WHAT IS REQUIRED: Rewrite the material below with every occurrence of "grounding model" changed to "detection model" and all other text left unchanged.

··· SUPPLIED RECORDS

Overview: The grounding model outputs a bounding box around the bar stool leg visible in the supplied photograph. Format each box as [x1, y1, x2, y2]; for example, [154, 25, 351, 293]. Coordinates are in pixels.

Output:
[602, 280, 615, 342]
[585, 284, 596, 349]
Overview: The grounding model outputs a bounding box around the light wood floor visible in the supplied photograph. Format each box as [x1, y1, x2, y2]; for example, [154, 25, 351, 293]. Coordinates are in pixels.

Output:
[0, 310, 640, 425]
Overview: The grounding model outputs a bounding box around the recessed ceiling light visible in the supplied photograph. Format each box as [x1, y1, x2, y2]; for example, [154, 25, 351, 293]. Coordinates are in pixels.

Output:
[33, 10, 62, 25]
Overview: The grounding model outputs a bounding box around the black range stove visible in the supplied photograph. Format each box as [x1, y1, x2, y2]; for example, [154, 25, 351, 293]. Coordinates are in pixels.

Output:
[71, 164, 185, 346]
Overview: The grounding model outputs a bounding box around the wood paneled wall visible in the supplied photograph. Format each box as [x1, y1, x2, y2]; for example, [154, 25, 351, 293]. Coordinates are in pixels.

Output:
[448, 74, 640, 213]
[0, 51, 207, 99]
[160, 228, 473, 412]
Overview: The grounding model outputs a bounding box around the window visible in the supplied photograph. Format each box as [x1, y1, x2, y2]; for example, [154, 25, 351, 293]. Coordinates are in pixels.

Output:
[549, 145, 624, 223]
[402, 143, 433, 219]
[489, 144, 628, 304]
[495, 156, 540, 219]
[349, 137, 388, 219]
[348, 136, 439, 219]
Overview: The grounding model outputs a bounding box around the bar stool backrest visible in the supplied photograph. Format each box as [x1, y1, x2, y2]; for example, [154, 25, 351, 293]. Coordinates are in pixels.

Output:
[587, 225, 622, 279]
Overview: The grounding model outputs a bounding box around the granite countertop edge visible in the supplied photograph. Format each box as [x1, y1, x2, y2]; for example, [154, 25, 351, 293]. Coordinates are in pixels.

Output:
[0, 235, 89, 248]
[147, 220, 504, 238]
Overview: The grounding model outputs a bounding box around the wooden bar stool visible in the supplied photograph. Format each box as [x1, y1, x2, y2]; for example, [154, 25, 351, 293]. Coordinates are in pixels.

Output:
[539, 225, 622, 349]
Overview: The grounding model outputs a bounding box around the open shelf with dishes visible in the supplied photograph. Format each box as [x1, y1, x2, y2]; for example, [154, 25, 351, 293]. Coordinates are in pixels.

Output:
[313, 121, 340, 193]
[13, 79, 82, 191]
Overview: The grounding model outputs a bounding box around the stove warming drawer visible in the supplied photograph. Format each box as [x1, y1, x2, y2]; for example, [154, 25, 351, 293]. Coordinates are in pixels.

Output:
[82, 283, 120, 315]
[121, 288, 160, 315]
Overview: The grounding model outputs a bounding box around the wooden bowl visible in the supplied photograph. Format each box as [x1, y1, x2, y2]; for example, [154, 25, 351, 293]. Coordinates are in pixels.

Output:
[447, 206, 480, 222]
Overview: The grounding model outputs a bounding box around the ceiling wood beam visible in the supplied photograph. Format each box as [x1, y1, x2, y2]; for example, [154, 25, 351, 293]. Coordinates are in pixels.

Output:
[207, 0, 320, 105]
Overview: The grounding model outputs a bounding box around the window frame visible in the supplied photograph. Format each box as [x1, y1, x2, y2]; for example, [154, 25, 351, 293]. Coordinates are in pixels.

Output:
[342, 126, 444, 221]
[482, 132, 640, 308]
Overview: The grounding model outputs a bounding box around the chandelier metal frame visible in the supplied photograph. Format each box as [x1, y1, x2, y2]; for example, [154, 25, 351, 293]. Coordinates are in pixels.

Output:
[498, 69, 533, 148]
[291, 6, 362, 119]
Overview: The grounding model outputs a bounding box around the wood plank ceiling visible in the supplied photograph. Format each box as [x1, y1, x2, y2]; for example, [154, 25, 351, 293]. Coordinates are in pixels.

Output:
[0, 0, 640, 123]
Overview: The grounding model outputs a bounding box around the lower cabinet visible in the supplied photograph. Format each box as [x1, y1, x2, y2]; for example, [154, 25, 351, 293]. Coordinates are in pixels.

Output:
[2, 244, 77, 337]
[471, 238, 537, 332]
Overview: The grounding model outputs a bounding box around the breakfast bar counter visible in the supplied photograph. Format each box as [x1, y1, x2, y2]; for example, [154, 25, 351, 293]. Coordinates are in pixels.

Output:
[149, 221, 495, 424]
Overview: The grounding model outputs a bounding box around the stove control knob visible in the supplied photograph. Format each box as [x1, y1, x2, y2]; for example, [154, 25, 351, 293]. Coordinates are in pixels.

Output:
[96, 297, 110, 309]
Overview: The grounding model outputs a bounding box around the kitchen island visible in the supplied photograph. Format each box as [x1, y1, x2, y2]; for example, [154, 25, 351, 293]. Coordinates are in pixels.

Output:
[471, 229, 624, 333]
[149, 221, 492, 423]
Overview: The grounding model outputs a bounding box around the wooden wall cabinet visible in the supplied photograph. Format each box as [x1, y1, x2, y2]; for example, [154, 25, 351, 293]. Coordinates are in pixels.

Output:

······

SOLUTION:
Overview: The detection model outputs a bounding box around the bar stool leg visible in the supplied photograph. Format each box as [x1, y1, x2, y2]; for example, [154, 25, 351, 293]. Coordinates are in pixels.

Output:
[602, 280, 615, 342]
[585, 284, 596, 349]
Overview: The detection model outputs a bounding box around the light wood floor visible in the supplied photograph. Format each box as [x1, y1, x2, y2]; for example, [154, 25, 351, 293]. Coordinates are in pixels.

Output:
[0, 310, 640, 425]
Overview: The detection model outputs a bounding box around the recessed ceiling light visible in the supplied photograph. Format each box as [x1, y1, x2, y2]; for example, [154, 25, 351, 293]. Coordinates are in pixels.

Output:
[33, 10, 62, 25]
Overview: The detection model outputs a bounding box around the black range stove visible in the supplied photograph. Format each box as [x1, y1, x2, y2]; for example, [154, 25, 351, 293]. Coordinates are in pixels.

Output:
[71, 164, 185, 346]
Overview: The detection model outputs a bounding box around the wood paneled wall visible in the supplied photograph. Format each box as [x1, y1, x2, y2]; for example, [154, 25, 351, 293]. Coordinates are in pixels.

Output:
[448, 74, 640, 213]
[0, 51, 207, 99]
[160, 228, 473, 412]
Overview: The detection model outputs a bounding box around the window visible in the supplied photograph. Format each box as [x1, y1, x2, y2]; for example, [154, 25, 351, 293]. Coordinates are in pixels.

Output:
[549, 145, 624, 223]
[402, 143, 433, 219]
[489, 144, 628, 304]
[495, 156, 540, 219]
[349, 137, 388, 219]
[348, 136, 439, 219]
Overview: The detection model outputs a bounding box around the bar stool backrest visible in the supplied photograph. Format each box as [x1, y1, x2, y2]; for example, [154, 25, 351, 293]. Coordinates are in pixels.

Output:
[587, 225, 622, 279]
Overview: The detection model outputs a bounding box around the granite countertop edge visible in the supplied photograph. Format each box as [x1, y1, x2, y2]; for example, [154, 25, 351, 293]. Coordinates are in pixels.

Output:
[0, 235, 89, 248]
[147, 220, 504, 238]
Overview: The detection model outputs a bounding box around the wooden bar stool visible in the supplied photograph. Format each box as [x1, y1, x2, y2]; for example, [154, 25, 351, 293]. Coordinates are in pixels.

Output:
[539, 225, 622, 349]
Overview: The detection model outputs a bounding box around the open shelf with dishes visible in the supplied photograph. Format each box as [x1, y1, x2, y2]; for example, [154, 25, 351, 293]. Coordinates are in pixels.

Output:
[313, 121, 340, 193]
[13, 79, 82, 191]
Overview: The detection model outputs a bounding box around the stove warming drawer visible in the supplied photograph. Format each box as [x1, y1, x2, y2]; for example, [154, 25, 351, 293]. Coordinates are in pixels.

Output:
[82, 283, 120, 315]
[121, 288, 160, 315]
Overview: The detection model outputs a bounding box around the wooden bowl visible in the supplied photograph. Format each box as [x1, y1, x2, y2]; for example, [154, 25, 351, 293]. Coordinates are in pixels.

Output:
[447, 206, 480, 222]
Overview: The detection model outputs a bounding box around the ceiling wood beam visible in the supplied photograph. Format each box as [x1, y1, x2, y2]; for example, [154, 25, 351, 293]. Coordinates are in pixels.

Output:
[207, 0, 320, 105]
Overview: The detection model outputs a bounding box around the window frame visible in the supplied photograph. Format each box as [x1, y1, x2, y2]; for example, [154, 25, 351, 293]. Coordinates are in pixels.

Output:
[342, 126, 444, 221]
[482, 132, 640, 308]
Overview: The detection model outputs a bounding box around the chandelier metal frame visible in the supplied photograph. Format each box as [x1, y1, x2, y2]; for example, [154, 25, 351, 293]. Coordinates are in pixels.

Output:
[498, 69, 533, 148]
[291, 6, 362, 119]
Overview: The detection model outputs a bounding box around the wood plank ceiling visible in the supplied photograph. Format each box as [x1, y1, x2, y2]; for example, [154, 25, 351, 293]. Coordinates are in pixels.

Output:
[0, 0, 640, 123]
Overview: The detection model outputs a bounding box around the lower cabinet visible in the supplied photograph. Format each box as [x1, y1, x2, y2]; for example, [154, 25, 351, 293]. Coordinates are in pixels.

Output:
[2, 244, 77, 337]
[471, 238, 537, 332]
Overview: The detection model outputs a bounding box around the breakfast bar counter visible in the supplied photograph. Format each box as [x1, y1, x2, y2]; for example, [154, 25, 351, 293]. Coordinates are in pixels.

Output:
[149, 221, 495, 424]
Overview: The detection model outputs a bounding box around the stove control knob visible in the supplied photograph. Format each box as [x1, y1, x2, y2]; for example, [154, 25, 351, 293]. Coordinates are in pixels.

Output:
[96, 297, 110, 309]
Overview: The detection model outputs a bounding box around the kitchen island visible in the supplied photograph. Format each box as [x1, y1, x2, y2]; for example, [154, 25, 351, 293]. Coordinates are in pixels.

Output:
[471, 229, 624, 333]
[149, 221, 492, 423]
Overview: The detection model outputs a bounding box around the wooden wall cabinet visible in the supplied photograph. Format each box as [x1, y1, x2, y2]; for example, [154, 25, 351, 293]. Coordinates are in pixels.

Output:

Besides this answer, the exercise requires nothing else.